WHAT YOU ARE ASKED TO DO: Convert all the entries below into a numbered list, one line per item, with blank lines omitted. Leave the pictures out of your list.

##### STORED ROWS

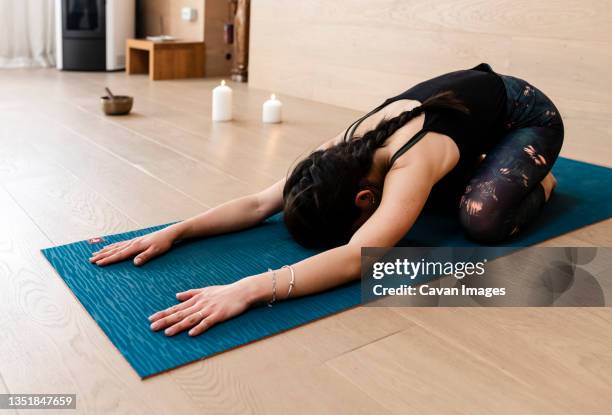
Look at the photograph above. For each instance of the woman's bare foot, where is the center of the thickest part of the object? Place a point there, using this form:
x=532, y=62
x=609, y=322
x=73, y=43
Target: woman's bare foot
x=549, y=183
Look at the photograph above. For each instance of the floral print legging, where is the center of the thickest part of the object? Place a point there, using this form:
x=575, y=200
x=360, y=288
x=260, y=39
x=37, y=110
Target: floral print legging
x=505, y=193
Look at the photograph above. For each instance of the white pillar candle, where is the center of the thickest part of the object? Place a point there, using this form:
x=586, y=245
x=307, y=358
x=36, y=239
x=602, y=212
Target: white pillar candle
x=271, y=110
x=222, y=103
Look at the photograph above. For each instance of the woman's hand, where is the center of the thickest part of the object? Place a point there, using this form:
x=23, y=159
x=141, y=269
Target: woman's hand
x=202, y=308
x=144, y=248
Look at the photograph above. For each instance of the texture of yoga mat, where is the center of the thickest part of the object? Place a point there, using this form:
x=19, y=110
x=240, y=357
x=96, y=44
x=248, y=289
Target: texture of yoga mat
x=120, y=297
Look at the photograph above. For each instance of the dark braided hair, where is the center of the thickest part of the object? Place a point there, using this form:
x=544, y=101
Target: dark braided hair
x=319, y=195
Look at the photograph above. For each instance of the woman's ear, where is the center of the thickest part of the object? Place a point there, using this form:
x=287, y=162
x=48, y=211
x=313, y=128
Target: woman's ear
x=365, y=199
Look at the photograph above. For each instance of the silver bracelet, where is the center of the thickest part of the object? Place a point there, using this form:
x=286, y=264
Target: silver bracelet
x=292, y=282
x=273, y=300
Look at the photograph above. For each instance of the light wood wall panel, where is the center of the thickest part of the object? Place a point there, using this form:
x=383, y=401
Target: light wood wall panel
x=150, y=12
x=355, y=53
x=211, y=16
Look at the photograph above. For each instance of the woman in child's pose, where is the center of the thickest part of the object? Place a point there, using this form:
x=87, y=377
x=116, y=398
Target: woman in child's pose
x=474, y=140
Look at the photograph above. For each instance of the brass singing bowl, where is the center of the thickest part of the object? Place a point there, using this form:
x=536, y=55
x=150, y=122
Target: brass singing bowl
x=117, y=105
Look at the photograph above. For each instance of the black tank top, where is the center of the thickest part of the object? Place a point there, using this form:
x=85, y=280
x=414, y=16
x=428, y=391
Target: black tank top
x=483, y=92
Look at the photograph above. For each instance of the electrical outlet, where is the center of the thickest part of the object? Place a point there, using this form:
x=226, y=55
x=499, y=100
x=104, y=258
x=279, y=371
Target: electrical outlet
x=188, y=14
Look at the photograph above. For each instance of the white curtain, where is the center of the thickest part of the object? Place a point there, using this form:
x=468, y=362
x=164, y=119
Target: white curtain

##########

WRITTEN ANSWER:
1. Look at the photograph above. For each instance of the woman's bare foot, where is the center of the thickest part of the object? Place a point there, using this form:
2. x=532, y=62
3. x=609, y=322
4. x=73, y=43
5. Target: woman's bare foot
6. x=549, y=183
7. Look at the photograph above. For each instance of the floral print legging, where is the center of the thickest part of the object? Place a point there, using this form:
8. x=575, y=200
9. x=360, y=288
10. x=260, y=39
11. x=37, y=110
12. Target: floral print legging
13. x=505, y=193
14. Look at the photograph above. For each instance of the white pillar candle, where is the center of the thickest part of the object? Place a point there, using this form:
15. x=586, y=245
16. x=307, y=358
17. x=36, y=239
18. x=602, y=212
19. Target: white pillar candle
20. x=271, y=110
21. x=222, y=103
22. Look at the photograph above. For each instance of the woman's hand, where is the center of the thickest part of the object? Place a point there, using this form:
23. x=23, y=159
24. x=141, y=269
25. Target: woman's hand
26. x=202, y=308
27. x=144, y=248
28. Look at the photograph above. For each instance of the texture of yoga mat, where is the center of the thickest part of the object? Place a point there, using this form:
29. x=19, y=110
30. x=240, y=357
31. x=96, y=44
32. x=248, y=289
33. Target: texture of yoga mat
34. x=120, y=297
35. Look at the photograph above. For each instance of the dark braided hair, where is the center of the thickest part of the object? Place a point there, using this form:
36. x=544, y=101
37. Target: dark braided hair
38. x=319, y=195
39. Look at the photograph above. For each instance of the woman's ear, where is the center of the thickest part of the object? Place a point there, using this form:
40. x=287, y=162
41. x=48, y=211
42. x=313, y=128
43. Target: woman's ear
44. x=365, y=199
45. Look at the photograph above. For each instance of the silver bracelet, where is the center of the thickest part of the object? Place a point there, using this form:
46. x=286, y=264
47. Target: silver bracelet
48. x=292, y=282
49. x=273, y=300
50. Look at the photograph above. For each instance of the light wood wall panel, where is the center of the thickest part of the object? Place a point there, using this form:
51. x=383, y=401
52. Target: light wood wall panel
53. x=150, y=12
54. x=355, y=53
55. x=211, y=16
56. Look at the photograph above. For each instance of the woman in child's pose, where is the center of the thickest part of the object? Place a point there, using this form:
57. x=87, y=377
58. x=116, y=398
59. Target: woman in child's pose
60. x=474, y=140
61. Look at the photograph above. For each instance of the brass singing bowl, where is the center of the thickest part of the object? Place a point there, using this form:
62. x=536, y=55
63. x=150, y=122
64. Target: brass singing bowl
65. x=117, y=105
66. Look at the photograph above. For each instance of the black tank top, where is the center of the thickest part of the object? Place a point there, using this form:
67. x=85, y=280
68. x=414, y=16
69. x=428, y=391
70. Target: black tank top
71. x=483, y=92
72. Look at the photograph above. For each instance of the electrical outlet, where is the center of the thickest part of the object? Place a point there, using this form:
73. x=226, y=55
74. x=499, y=100
75. x=104, y=258
76. x=279, y=371
77. Target: electrical outlet
78. x=188, y=14
79. Look at the photograph above. For each instance of the white curtain, where is the center of the thickest part of the object? Place a point there, using this form:
80. x=468, y=362
81. x=164, y=119
82. Target: white curtain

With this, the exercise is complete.